- _Task to carry out_: For the records below, print every one exactly, with nothing dropped.
(Dataset records Opens)
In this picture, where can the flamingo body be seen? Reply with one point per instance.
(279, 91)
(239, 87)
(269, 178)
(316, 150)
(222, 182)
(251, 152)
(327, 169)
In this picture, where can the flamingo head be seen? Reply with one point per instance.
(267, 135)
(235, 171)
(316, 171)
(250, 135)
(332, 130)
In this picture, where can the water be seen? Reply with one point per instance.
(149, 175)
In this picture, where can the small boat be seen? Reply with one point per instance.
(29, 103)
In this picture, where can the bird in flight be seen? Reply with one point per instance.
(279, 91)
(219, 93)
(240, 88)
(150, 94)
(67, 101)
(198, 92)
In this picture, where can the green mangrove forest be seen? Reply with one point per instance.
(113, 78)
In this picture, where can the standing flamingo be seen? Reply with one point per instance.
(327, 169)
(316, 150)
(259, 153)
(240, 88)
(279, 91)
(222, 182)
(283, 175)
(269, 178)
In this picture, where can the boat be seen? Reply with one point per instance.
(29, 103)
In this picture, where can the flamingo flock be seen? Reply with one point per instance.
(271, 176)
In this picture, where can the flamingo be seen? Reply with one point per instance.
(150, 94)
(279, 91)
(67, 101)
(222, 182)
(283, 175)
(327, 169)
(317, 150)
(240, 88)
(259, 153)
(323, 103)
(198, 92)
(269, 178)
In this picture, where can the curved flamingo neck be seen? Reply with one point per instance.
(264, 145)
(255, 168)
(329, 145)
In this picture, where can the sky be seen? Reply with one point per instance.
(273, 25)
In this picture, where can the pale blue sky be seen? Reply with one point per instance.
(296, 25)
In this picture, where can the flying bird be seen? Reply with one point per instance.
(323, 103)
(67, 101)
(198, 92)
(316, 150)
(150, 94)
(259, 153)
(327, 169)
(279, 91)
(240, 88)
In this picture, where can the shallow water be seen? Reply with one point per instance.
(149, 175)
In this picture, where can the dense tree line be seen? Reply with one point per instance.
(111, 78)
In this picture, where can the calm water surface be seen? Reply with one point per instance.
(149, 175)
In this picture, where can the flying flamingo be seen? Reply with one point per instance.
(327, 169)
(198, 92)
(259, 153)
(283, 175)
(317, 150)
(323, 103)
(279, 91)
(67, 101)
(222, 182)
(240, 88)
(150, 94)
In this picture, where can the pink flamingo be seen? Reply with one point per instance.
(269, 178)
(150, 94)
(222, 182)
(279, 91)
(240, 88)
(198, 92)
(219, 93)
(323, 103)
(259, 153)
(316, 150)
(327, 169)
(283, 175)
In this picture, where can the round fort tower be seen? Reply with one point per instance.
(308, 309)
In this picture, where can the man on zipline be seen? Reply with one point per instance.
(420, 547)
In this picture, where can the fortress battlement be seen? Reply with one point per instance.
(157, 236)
(Dataset records Closes)
- _Result of the exercise_:
In this picture, where can the flamingo body be seen? Reply with one point per instance.
(279, 91)
(239, 87)
(269, 178)
(316, 150)
(222, 182)
(251, 152)
(327, 169)
In this picture, where can the flamingo head be seen? Reply with one point per instance.
(267, 135)
(235, 171)
(316, 171)
(250, 135)
(332, 130)
In this picture, where can the water be seen? Reply with one point per instance.
(149, 175)
In this picture, where can the small boat be seen? Reply with one point per instance.
(29, 103)
In this picture, where can the bird in flight be seen? Reply with one point per instance.
(279, 91)
(219, 93)
(240, 88)
(150, 94)
(67, 101)
(198, 92)
In this picture, where can the green mangrove forest be seen? Reply with one point per instance.
(113, 78)
In this picture, where can the standing flamingo be seen? Reply with one point per instance.
(327, 169)
(316, 150)
(259, 153)
(240, 88)
(279, 91)
(222, 182)
(283, 175)
(269, 178)
In this picture, where can the boat be seen? Reply with one point per instance.
(29, 103)
In this picture, where can the flamingo flock be seen? Reply with one point per instance.
(271, 176)
In this picture, where can the flamingo be seen? Reply with one point per instance.
(150, 94)
(279, 91)
(67, 101)
(222, 182)
(283, 175)
(327, 169)
(317, 150)
(240, 88)
(259, 153)
(323, 103)
(198, 92)
(269, 178)
In this picture, where can the curved flamingo neck be seen? Reply with one point per instance.
(264, 145)
(255, 168)
(329, 145)
In this picture, where can the sky be seen? Reply with one point per instance.
(273, 25)
In this picture, where can the pale blue sky be seen? Reply with one point per instance.
(296, 25)
In this picture, where can the flying bird be seen? Reply with one point per instance.
(323, 103)
(67, 101)
(198, 92)
(316, 150)
(150, 94)
(259, 153)
(327, 169)
(279, 91)
(240, 88)
In this picture, where can the shallow water be seen? Reply with one point per instance.
(149, 175)
In this picture, where can the dense tree line be seen? Reply with one point per instance.
(111, 78)
In this picture, where can the calm water surface be seen? Reply with one point per instance.
(149, 175)
In this picture, where can the flying flamingo be seen? Reply with one point per instance.
(327, 169)
(198, 92)
(259, 153)
(283, 175)
(317, 150)
(323, 103)
(279, 91)
(67, 101)
(222, 182)
(240, 88)
(150, 94)
In this picture, where can the pink flamingo be seen? Reply with one point per instance.
(269, 178)
(150, 94)
(222, 182)
(279, 91)
(240, 88)
(198, 92)
(219, 93)
(323, 103)
(259, 153)
(316, 150)
(327, 169)
(283, 175)
In this picture, where can the round fort tower be seen? Reply with one point per instance.
(308, 309)
In this picture, where can the man on zipline be seen? Reply with one point per instance.
(420, 547)
In this picture, where can the fortress battlement be seen? Reply with one point per instance.
(157, 236)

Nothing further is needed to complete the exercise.